Challenge A:
Please turn the rows that follow the Hadoop forum thread into a numbered list, leaving out blank lines.

FAQ
Greetings, Hadoop Fans:

I'm attempting to use the timeout feature of the Fair Scheduler (using
Cloudera's most recently released distribution 0.20.1+152-1), but without
success. I'm using the following configs:

/etc/hadoop/conf/mapred-site.xml

<?xml version="1.0"?>
<?xml-stylesheet type="text/xsl" href="configuration.xsl"?>

<configuration>
<property>
<name>mapred.job.tracker</name>
<value>hadoop-master:8021</value>
</property>
<property>
<name>mapred.tasktracker.map.tasks.maximum</name>
<value>9</value>
</property>
<property>
<name>mapred.tasktracker.reduce.tasks.maximum</name>
<value>3</value>
</property>
<property>
<name>mapred.jobtracker.taskScheduler</name>
<value>org.apache.hadoop.mapred.FairScheduler</value>
</property>
<property>
<name>mapred.fairscheduler.allocation.file</name>
<value>/etc/hadoop/conf/pools.xml</value>
</property>
<property>
<name>mapred.fairscheduler.assignmultiple</name>
<value>true</value>
</property>
<property>
<name>mapred.fairscheduler.poolnameproperty</name>
<value>pool.name</value>
</property>
<property>
<name>pool.name</name>
<value>default</value>
</property>

</configuration>

and /etc/hadoop/conf/pools.xml

<?xml version="1.0"?>
<allocations>
<pool name="realtime">
<minMaps>4</minMaps>
<minReduces>1</minReduces>
<minSharePreemptionTimeout>180</minSharePreemptionTimeout>
<weight>2.0</weight>
</pool>
<pool name="default">
<minMaps>2</minMaps>
<minReduces>2</minReduces>
<maxRunningJobs>1</maxRunningJobs>
</pool>
</allocations>

but a job in the realtime pool fails to interrupt a job running in the
default queue (waited for > 15 minutes). Is there something wrong with my
configs? Or is there anything in the logs that would be useful for
debugging? (I've only found a "successfully configured fairscheduler"
comment in the jobtracker log upon starting up the daemon.)

Help would be extremely appreciated!

Thanks,
-James Warren

Search Discussions

  • James warren at Dec 3, 2009 at 12:56 am
    Todd from Cloudera solved this for me on their company's forum.

    "What you're missing is the "mapred.fairscheduler.preemption" property in
    mapred-site.xml - without this on, the preemption settings in the
    allocations file are ignored... to turn it on, set that property's value to
    'true'"

    Thanks, Todd!

Challenge B:
According to the Hadoop forum thread above, which property must be set to true so that the preemption settings in the allocations file are not ignored?

Information shown:
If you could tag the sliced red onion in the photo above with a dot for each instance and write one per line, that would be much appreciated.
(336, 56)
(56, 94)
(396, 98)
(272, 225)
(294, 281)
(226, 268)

Finished answer A:
1. If you could tag the sliced red onion in the photo above with a dot for each instance and write one per line, that would be much appreciated.
2. (336, 56)
3. (56, 94)
4. (396, 98)
5. (272, 225)
6. (294, 281)
7. (226, 268)

Finished answer B:
The mapred.fairscheduler.preemption property in mapred-site.xml.